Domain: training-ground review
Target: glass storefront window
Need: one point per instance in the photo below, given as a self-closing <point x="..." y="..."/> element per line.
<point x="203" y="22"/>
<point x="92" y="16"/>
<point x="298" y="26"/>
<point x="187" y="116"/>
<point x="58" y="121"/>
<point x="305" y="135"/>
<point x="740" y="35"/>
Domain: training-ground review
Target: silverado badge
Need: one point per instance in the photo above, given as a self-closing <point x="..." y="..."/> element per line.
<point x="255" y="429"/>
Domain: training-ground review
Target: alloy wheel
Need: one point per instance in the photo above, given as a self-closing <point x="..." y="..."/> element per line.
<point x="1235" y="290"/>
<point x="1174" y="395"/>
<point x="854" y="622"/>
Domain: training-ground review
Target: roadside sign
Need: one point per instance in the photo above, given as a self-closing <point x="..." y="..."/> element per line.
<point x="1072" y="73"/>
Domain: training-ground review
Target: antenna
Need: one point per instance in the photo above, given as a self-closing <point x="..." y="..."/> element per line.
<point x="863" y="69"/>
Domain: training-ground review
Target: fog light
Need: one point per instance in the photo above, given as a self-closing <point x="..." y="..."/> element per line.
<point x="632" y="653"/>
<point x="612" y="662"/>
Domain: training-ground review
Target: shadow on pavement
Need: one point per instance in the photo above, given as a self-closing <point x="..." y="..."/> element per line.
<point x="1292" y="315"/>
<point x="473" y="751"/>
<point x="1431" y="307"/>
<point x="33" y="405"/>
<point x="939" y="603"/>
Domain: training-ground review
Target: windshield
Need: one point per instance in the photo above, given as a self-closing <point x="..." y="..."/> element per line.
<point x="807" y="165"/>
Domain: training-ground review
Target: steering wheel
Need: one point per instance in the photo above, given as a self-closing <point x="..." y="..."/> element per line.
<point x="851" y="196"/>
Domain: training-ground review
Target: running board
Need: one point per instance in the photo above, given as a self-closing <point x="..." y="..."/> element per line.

- **To do**
Return all of the items above word for word, keeping every line as it is.

- **Task solution**
Domain: training-ground review
Target: glass storefront window
Need: one point per instance in the photo below, given as a self-closing <point x="..." y="..."/> element per line.
<point x="203" y="22"/>
<point x="92" y="16"/>
<point x="298" y="26"/>
<point x="187" y="116"/>
<point x="58" y="121"/>
<point x="305" y="135"/>
<point x="740" y="35"/>
Domain: training-ground review
Target: silverado badge
Need: one point per instance in the photo above, given as a self-closing <point x="..." y="..."/> element per line.
<point x="255" y="429"/>
Domain: training-ground review
Target: alloy wheel
Need: one point per instance in the photo above, given as a self-closing <point x="..." y="..."/> element per line.
<point x="1235" y="290"/>
<point x="1174" y="395"/>
<point x="854" y="622"/>
Domain: training-ground review
Target: roadside sign
Need: one point per instance in the photo above, given as a self-closing <point x="..." y="..."/> element per line.
<point x="1072" y="73"/>
Domain: training-ground review
Target: antenna
Need: one point per instance in the photo above, given as a self-closing <point x="..." y="..."/> element per line.
<point x="863" y="69"/>
Domain: training-ground review
Target: fog light
Need: one point per instance in the photo above, given as a self-closing <point x="..." y="..."/> element per line.
<point x="632" y="653"/>
<point x="612" y="662"/>
Domain: training-ground review
Target: shadow on pavement
Need: one point per instance in the photo above, given as a self-closing <point x="..." y="..."/> element per line.
<point x="1292" y="315"/>
<point x="473" y="751"/>
<point x="1431" y="307"/>
<point x="33" y="405"/>
<point x="939" y="603"/>
Domain: training-ground review
Target: windshield
Need: one point per instance in the photo above, given as a self-closing <point x="..." y="..."/> element per line.
<point x="807" y="165"/>
Domain: training-ground review
Target: steering wheel
Need: one point per instance in the photo above, given as a self-closing <point x="..." y="..."/> element per line.
<point x="851" y="196"/>
Domain: training-ground review
Target: running board
Need: one point per instance in the photo above, given as a self-closing <point x="..." y="..."/> element per line.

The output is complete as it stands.